SET EXERCISE:
Answer these questions using the text below about the album Code Name Blue:
(a) Which label released the album?
(b) On what date was the album announced?
(c) How many new songs does the album include?

READING TEXT:
************

- Regular edition cover

Studio album by CN Blue
- Released: August 29, 2012
- Recorded: 2011–2012
- Genre: Rock
- Length: 46:58
- Language: Japanese
- Label: Warner Music Japan

CN Blue chronology
| Ear Fun (2012) | Code Name Blue (2012) | Re:Blue (2013) |

Singles from Code Name Blue
- "In My Head" Released: October 19, 2011; "Where You Are" Released: February 1, 2012; "Come On" Released: August 1, 2012;

= Code Name Blue =

Code Name Blue is a Japanese album by the South Korean rock band CNBlue. It was released on August 29, 2012 as the group's third Japanese album and their first major album under Warner Music Japan.

==Background==
The album was announced on June 25, along with the details of the group's sixth Japanese single "Come On". The album would be released in three editions: CD+DVD limited, Regular edition and a CD+DVD Lawson limited edition. Every edition comes with a different jacket cover and a different features: the CD+DVD edition includes the CD, a DVD including a music video of the song "Time is Over" and a special feature from this music video, an English version of the song "Where You Are" as bonus track, five calendar cards and a serial code type D. The CD+DVD Lawson edition includes the CD, a special DVD including the special showcase ""Where You Are" Release live at Tokyo Dome City Hall 2012.2.5" and a serial code type E. This version will only be sold on Lawson. The regular edition comes with the CD only itself and a serial code type E, only available in first press editions.

==Composition==
The album comes with 13 songs, 3 singles, 3 songs already released on the singles and 7 new songs.
Most of the songs on the album were composed and written by the members Jung Yong-hwa and Lee Jong-hyun. Yong-hwa wrote the songs "In My Head", "Where You Are" (both Japanese and English versions), "Time is Over", "Have a Good Night", "Wake Up", "No More", "Mr. KIA (Know It All)" and "Come On". Jong-hyun composed the songs "No More", "These Days", "Get Away" and "Come On".

************

MATERIAL SUPPLIED:
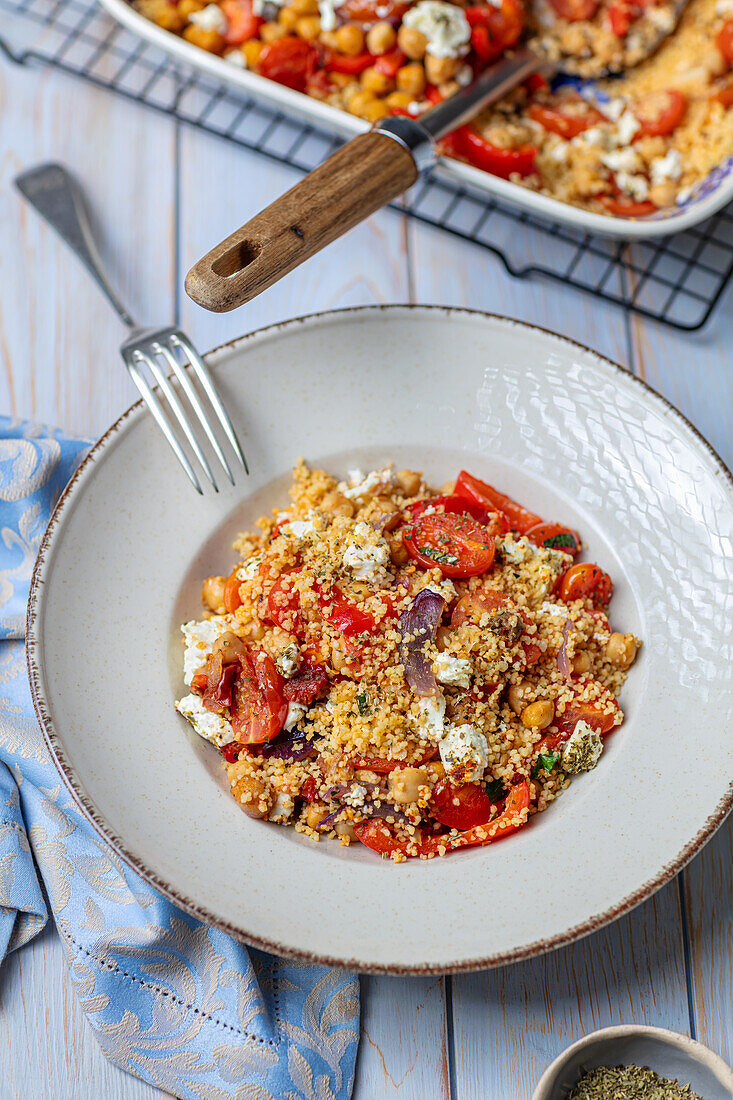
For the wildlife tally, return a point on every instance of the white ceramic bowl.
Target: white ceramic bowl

************

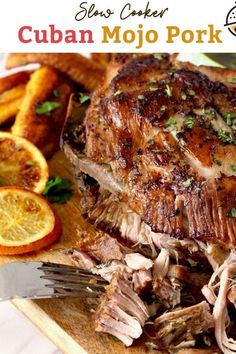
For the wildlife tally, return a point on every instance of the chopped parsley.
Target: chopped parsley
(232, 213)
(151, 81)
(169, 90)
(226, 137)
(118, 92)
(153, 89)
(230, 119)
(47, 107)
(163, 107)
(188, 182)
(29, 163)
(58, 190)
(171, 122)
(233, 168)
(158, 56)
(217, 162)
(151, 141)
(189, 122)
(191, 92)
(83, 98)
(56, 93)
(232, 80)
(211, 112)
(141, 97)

************

TASK RESULT:
(a) Warner Music Japan
(b) June 25
(c) 7